■ PASSAGE PROVIDED ■
[Start]
Egnyte is a secure Content Collaboration and Data Governance platform, founded in 2007 when Google drive wasn't born and AWS S3 was cost-prohibitive. Our only option was to roll up our sleeves and build basic cloud file system components such as object store ourselves. Over time, costs for S3 and GCS became reasonable and with Egnyte’s storage plugin architecture, our customers can now bring in any storage backend of their choice. To help our customers manage ongoing data explosion, we have designed many of the core components over the last few years. In this article, I will share the current architecture and some of the lessons we learned scaling it along with some of the things we are looking to improve upon in the near future.

Egnyte Connect Platform

Egnyte Connect platform employs 3 data centers to fulfill requests from millions of users across the world. To add elasticity, reliability and durability, these data centers are connected to Google Cloud platform using high speed, secure Google Interconnect network.

Egnyte Connect runs a service mesh extending from our own data centers to google cloud that provides multiple classes of services:

Collaboration

  • Document store

  • Preview

  • Video Transcoding

  • Sharing

    • Link

    • Permissions

  • Tags

  • Comments

  • Tasks

  • Recommendations

Hybrid Sync

On prem data processing

Large files or low bandwidth

Offline access

Edge caching

Infrastructure Optimization

Migration to cloud

Optimize on prem cold storage cost

Consolidate repositories

In general, Egnyte connect architecture shards and caches data at different levels based on:

Amount of data

Data interdependence

Level of concurrent reads

Level of concurrent writes

Egnyte Connect Tech Stack

Cloud Platform

Google cloud

Azure

Hosted Data Centers

Languages:

Java

Python

Go

C

Object Stores

Egnyte Object Store

GCS

S3

Azure

Application Servers

Tomcat

Databases

MySQL

Redis

BigTable

DataStore

Elasticsearch

Caches

Memcached

Redis

Nginx for disk based caching

Load Balancers / Reverse Proxy

HAProxy

Nginx

Message Queues

Google Pub/Sub

Rabbit

Scribe

Redis

Deployment Management

Puppet

Docker

Ansible

Jenkins

Gitlab

Kubernetes

Analytics

New Relic

OpenTSDB/bosun

Grafana

MixPanel

Tableau

BigQuery

Misc

ZooKeeper

Nagios

Apache FTP server

Kong

ReactJS/Backbone/Marionette/JQuery/npm/Nightwatch

Rsync

PowerDNS

Mashery

SOA architecture based on REST APIs.

Java used to power core file system code

Python used to power client-side code, certain microservices, migration scripts, internal scripts

Native Android and iOS apps

Native desktop and server hosted clients that allow both interactive as well as hybrid sync access to the entire namespace

Stats

3 primary regions with one in Europe connected to respective GCP regions using Google Interconnect

500+ Tomcat service instances

500+ Storage nodes powered by Tomcat/Nginx

100+ MySQL nodes

100+ Elasticsearch nodes

50+ Text extraction instances(autoscaled)

100+ HAProxy instances

Many other types of service instances

Tens of petabytes of data stored in our servers and other object stores such as GCS, S3 and Azure Blobstore

Multiple terabytes of extracted content indexed in Elasticsearch

Millions of desktop clients syncing files with the cloud for offline access

Millions of desktop clients accessing files interactively

Getting To Know You

What is the name of your system and where can we find out more about it?

Egnyte Connect is the content collaboration and data management platform. CFS(cloud file system), EOS (Egnyte object store), Content Security, Event Sync, Search Service, User behavior based recommendation service form major parts of the system. You can find more about these in the For The Techies section at our blog.
[End]
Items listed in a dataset
[Start]
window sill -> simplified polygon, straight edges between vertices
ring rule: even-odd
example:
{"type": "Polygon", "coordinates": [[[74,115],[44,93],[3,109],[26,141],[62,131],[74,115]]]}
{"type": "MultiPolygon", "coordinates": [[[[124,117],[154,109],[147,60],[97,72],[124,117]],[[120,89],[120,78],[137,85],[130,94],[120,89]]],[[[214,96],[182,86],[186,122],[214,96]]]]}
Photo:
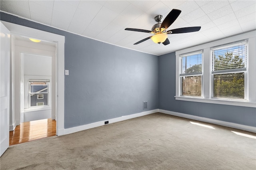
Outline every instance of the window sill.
[End]
■ WHAT TO DO ■
[1] In the Egnyte architecture article, swap "Event Sync" for "Event Stream" and reproduce the text beginning at the words "Egnyte Connect is" and stopping after "at our blog.".
[2] Answer these questions from the Egnyte architecture article:
(a) In what year was Egnyte founded?
(b) How many data centers does the Egnyte Connect platform employ?
(c) How many MySQL nodes are listed under Stats?

■ ANSWERS TO THE EXERCISE ■
[1]
Egnyte Connect is the content collaboration and data management platform. CFS(cloud file system), EOS (Egnyte object store), Content Security, Event Stream, Search Service, User behavior based recommendation service form major parts of the system. You can find more about these in the For The Techies section at our blog.

[2]
(a) 2007
(b) 3
(c) 100+